PROBLEMS TO SOLVE —
(a) Answer these questions from the court opinion:
(i) Which judge delivered the opinion of the court?
(ii) In which case did the court first consider the attorney fees issue?
(iii) Which party is named as intervenor?
(b) Summarize the court opinion in two sentences.

GIVEN PASSAGE —
##########
April 18, 1990
HAMPTON COURTS TENANTS' ASSOCIATION, PETITIONER
DISTRICT OF COLUMBIA RENTAL HOUSING COMMISSION, RESPONDENT, WILLIAM C. SMITH & CO., INC., INTERVENOR
Before Newman, Terry and Farrell, Associate Judges.
The opinion of the court was delivered by: Newman
NEWMAN, Associate Judge: Once again, as twice before, we are presented with an issue concerning attorney fees under the attorney fees provisions of the various versions of the District of Columbia Rental Housing Acts (presently, D.C. Code § 45-2592 (1986 Repl.) ). We first considered this issue in Ungar v. District of Columbia Rental Housing Commission, 535 A.2d 887 (D.C. 1987). We next considered it in Alexander v. District of Columbia Rental Housing Commission, 542 A.2d 359 (D.C. 1988). In Ungar, we held "that § 45-2592 creates a presumptive award of attorney's fees to the prevailing party -- which may be withheld . . . if the equities indicate otherwise." 535 A.2d at 892.
##########
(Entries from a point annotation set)
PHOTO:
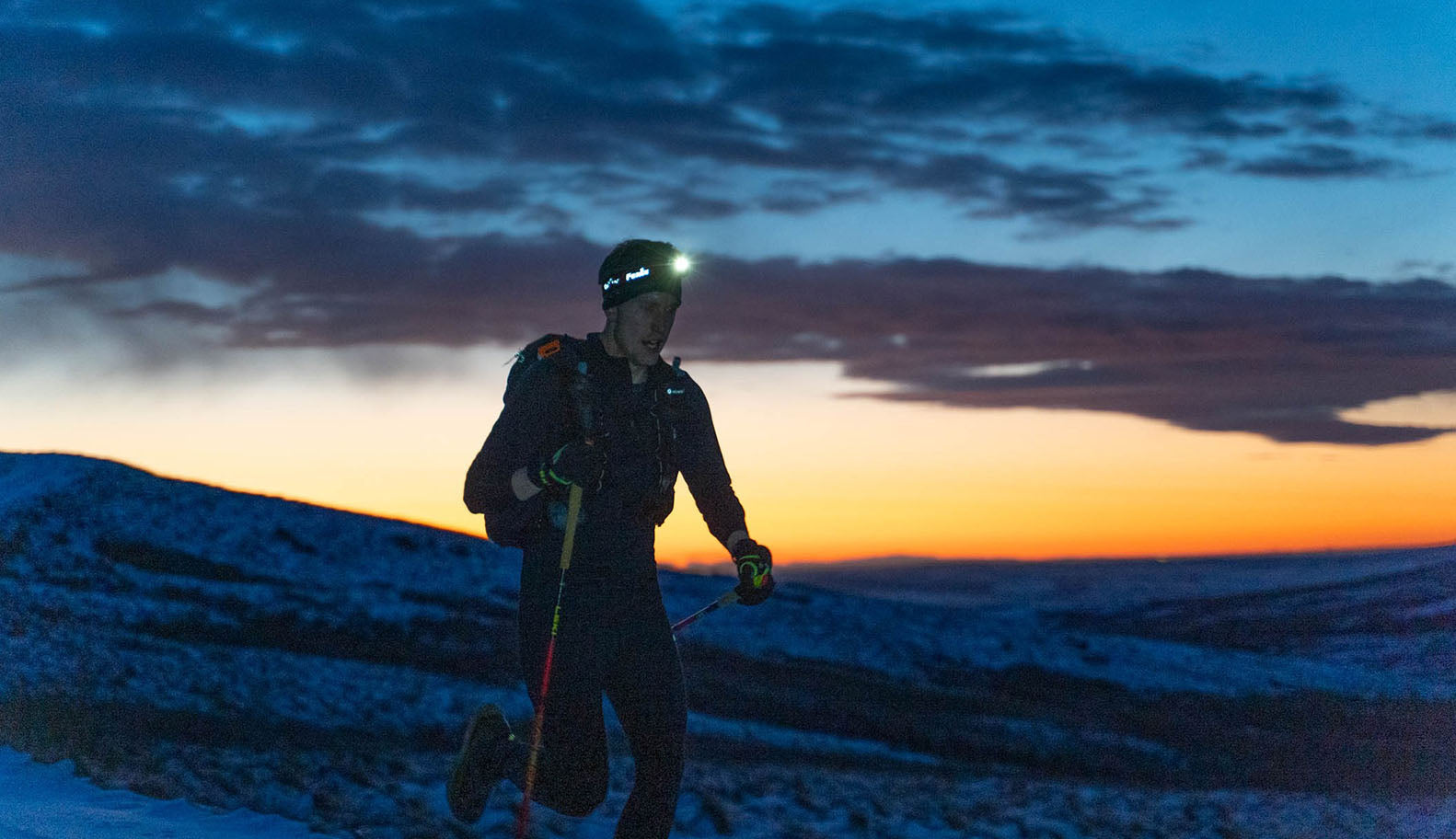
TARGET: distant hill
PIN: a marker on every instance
(180, 639)
(1101, 583)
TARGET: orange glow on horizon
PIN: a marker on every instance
(822, 477)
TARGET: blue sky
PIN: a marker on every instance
(1218, 214)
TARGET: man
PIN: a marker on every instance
(609, 416)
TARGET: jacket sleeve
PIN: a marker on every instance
(530, 424)
(702, 464)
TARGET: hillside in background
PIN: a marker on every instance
(245, 651)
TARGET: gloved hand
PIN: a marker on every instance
(578, 462)
(755, 571)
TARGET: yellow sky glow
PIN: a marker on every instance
(823, 477)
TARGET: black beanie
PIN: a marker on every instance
(638, 267)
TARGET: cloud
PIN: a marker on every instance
(352, 175)
(1313, 160)
(172, 134)
(1280, 357)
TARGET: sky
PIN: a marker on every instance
(1030, 280)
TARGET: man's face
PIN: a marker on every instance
(642, 325)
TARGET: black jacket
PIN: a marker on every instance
(651, 431)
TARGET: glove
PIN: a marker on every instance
(755, 571)
(578, 462)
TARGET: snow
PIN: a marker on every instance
(48, 801)
(320, 666)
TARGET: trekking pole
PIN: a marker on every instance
(523, 816)
(731, 596)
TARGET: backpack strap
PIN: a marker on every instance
(553, 347)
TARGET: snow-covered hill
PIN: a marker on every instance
(248, 651)
(40, 801)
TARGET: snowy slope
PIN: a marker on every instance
(48, 801)
(318, 664)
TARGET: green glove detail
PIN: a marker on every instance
(755, 571)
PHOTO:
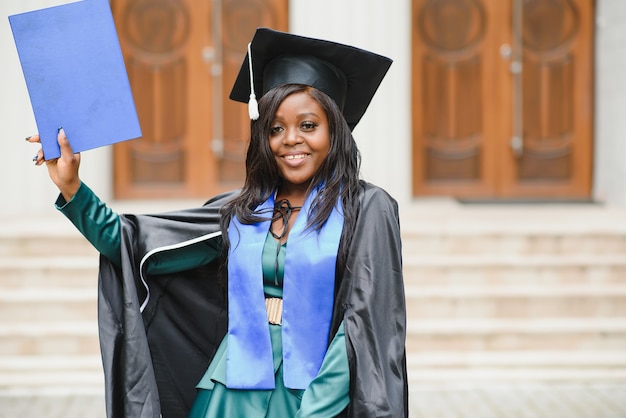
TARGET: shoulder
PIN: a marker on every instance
(375, 197)
(221, 199)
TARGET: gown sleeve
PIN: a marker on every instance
(95, 220)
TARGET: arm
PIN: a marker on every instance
(99, 224)
(96, 221)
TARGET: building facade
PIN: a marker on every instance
(447, 121)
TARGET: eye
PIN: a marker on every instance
(308, 126)
(276, 130)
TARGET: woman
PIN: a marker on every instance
(282, 299)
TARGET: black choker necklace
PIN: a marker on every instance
(283, 210)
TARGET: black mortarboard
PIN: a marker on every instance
(349, 75)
##########
EXERCISE SOLUTIONS —
(a)
(i) Newman, Associate Judge
(ii) Ungar v. District of Columbia Rental Housing Commission, 535 A.2d 887 (D.C. 1987)
(iii) William C. Smith & Co., Inc.

(b) In a case between the Hampton Courts Tenants' Association and the District of Columbia Rental Housing Commission, the court again faces an issue about attorney fees under the District of Columbia Rental Housing Acts, which it previously considered in Ungar and in Alexander. In Ungar, the court held that § 45-2592 creates a presumptive award of attorney's fees to the prevailing party, which may be withheld if the equities indicate otherwise.